There have been quite a few tools around for finding stuff in a bunch of files, something I wanna do quite frequently. Which tool should we use? Let’s briefly compare four of the most well known tools, grep, git grep, ack and ag.
Grep is a command-line utility for searching plain-text data sets for lines matching a regular expression. Grep was originally developed for the Unix operating system, but is available today for all Unix-like systems. It’s what I’ve been using so far to search through source files. It can be slow in big repositories with many binary artifacts, even when telling grep to skip those. But on individual files it is blazingly fast.
Ack has started in 2005 as an improvement over grep. If you know GNU grep, you know most of ack’s switches, too. Word-only searching with -w, case-insensitive searching with -i, etcetera. However, I find that it’s not really an improvement over grep. The claimed improvements from betterthangrep.com are
- It’s fast | Ack is slow compared to Grep
- It’s portable | Grep is even available on the most ancient unix systems, and on windows via mingw or gitbash
- It ignores VCS directories | This is a file find feature, not a pattern match feature
- Better search results | I.e. a whitelist of filetypes, which I don’t find an improvement. Again, this is a file find feature.

• _PARTS OF THE EXERCISE_:
1. Decide whether each statement agrees with the search tool comparison, answering yes or no and quoting the deciding words: (a) Ack started in 2005 as an improvement over grep. (b) The writer finds grep slow on individual files. (c) The writer treats ignoring VCS directories as a pattern match feature.
2. Echo the search tool comparison word for word, starting at the words "There have been" and ending after "is blazingly fast.".
Work only from the search tool comparison, with no outside knowledge.

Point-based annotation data
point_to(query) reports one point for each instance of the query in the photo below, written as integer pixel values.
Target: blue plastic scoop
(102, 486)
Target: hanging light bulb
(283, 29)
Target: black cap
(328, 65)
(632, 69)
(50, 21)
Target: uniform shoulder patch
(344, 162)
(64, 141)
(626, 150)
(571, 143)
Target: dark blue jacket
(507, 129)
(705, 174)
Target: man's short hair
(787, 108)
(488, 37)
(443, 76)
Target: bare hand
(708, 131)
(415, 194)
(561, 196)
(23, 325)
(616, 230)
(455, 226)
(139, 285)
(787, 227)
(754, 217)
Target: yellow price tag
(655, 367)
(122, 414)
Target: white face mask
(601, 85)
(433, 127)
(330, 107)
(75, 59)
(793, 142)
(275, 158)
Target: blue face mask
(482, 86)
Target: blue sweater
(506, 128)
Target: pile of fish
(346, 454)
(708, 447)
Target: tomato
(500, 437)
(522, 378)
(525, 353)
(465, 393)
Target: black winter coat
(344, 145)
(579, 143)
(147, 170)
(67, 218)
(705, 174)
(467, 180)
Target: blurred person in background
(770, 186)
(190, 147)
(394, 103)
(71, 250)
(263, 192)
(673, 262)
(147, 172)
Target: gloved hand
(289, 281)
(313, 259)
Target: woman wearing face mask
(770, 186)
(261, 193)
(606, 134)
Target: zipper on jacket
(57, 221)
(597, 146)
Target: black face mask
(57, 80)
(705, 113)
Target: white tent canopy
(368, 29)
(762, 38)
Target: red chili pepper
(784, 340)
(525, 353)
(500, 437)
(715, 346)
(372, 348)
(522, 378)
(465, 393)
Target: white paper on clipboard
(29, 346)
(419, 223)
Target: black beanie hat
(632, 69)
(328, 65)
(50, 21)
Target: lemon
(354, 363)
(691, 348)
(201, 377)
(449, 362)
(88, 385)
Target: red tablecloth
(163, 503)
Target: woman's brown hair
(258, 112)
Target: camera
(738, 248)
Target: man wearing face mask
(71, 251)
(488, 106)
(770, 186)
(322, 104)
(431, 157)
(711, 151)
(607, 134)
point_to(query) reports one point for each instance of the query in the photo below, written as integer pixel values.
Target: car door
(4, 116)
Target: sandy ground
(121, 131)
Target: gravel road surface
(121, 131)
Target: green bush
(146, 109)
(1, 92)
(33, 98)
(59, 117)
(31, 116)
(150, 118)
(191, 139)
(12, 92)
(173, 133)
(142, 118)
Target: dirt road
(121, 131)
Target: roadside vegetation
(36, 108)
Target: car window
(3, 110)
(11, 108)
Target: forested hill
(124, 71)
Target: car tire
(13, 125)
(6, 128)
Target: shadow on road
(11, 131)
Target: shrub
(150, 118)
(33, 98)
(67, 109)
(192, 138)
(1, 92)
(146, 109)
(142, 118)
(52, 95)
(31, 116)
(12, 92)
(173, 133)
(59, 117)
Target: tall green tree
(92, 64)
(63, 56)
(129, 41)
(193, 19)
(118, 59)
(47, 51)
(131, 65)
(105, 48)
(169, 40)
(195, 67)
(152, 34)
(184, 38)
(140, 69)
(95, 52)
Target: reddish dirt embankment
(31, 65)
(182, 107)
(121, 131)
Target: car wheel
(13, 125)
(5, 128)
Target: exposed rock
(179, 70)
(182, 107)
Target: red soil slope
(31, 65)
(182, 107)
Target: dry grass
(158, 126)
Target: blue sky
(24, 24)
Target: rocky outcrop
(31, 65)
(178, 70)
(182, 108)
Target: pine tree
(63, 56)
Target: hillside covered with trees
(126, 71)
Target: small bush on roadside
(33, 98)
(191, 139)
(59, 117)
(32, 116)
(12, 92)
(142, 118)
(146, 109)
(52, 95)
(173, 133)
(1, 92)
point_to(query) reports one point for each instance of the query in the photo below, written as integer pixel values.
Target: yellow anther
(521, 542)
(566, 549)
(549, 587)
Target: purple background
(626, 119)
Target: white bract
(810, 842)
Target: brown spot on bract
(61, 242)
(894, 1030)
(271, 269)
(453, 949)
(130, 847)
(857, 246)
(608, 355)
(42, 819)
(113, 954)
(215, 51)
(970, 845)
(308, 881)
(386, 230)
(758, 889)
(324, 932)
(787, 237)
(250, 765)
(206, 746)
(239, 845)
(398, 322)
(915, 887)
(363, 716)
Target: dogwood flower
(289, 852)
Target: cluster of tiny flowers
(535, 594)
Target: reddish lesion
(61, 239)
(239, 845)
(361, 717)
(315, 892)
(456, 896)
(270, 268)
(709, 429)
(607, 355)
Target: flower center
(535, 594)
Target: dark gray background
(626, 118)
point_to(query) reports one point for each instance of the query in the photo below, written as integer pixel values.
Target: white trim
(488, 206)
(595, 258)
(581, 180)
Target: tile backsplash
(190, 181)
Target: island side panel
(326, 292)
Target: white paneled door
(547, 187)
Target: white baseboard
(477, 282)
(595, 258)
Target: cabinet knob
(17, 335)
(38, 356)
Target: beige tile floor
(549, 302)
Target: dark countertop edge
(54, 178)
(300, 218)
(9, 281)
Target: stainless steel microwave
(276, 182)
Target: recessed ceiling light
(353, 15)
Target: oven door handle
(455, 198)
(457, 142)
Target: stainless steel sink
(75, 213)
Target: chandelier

• _RESULTS_:
1.
(a) Yes: "Ack has started in 2005 as an improvement over grep."
(b) No: "But on individual files it is blazingly fast."
(c) No: "This is a file find feature, not a pattern match feature"

2.
There have been quite a few tools around for finding stuff in a bunch of files, something I wanna do quite frequently. Which tool should we use? Let’s briefly compare four of the most well known tools, grep, git grep, ack and ag.
Grep is a command-line utility for searching plain-text data sets for lines matching a regular expression. Grep was originally developed for the Unix operating system, but is available today for all Unix-like systems. It’s what I’ve been using so far to search through source files. It can be slow in big repositories with many binary artifacts, even when telling grep to skip those. But on individual files it is blazingly fast.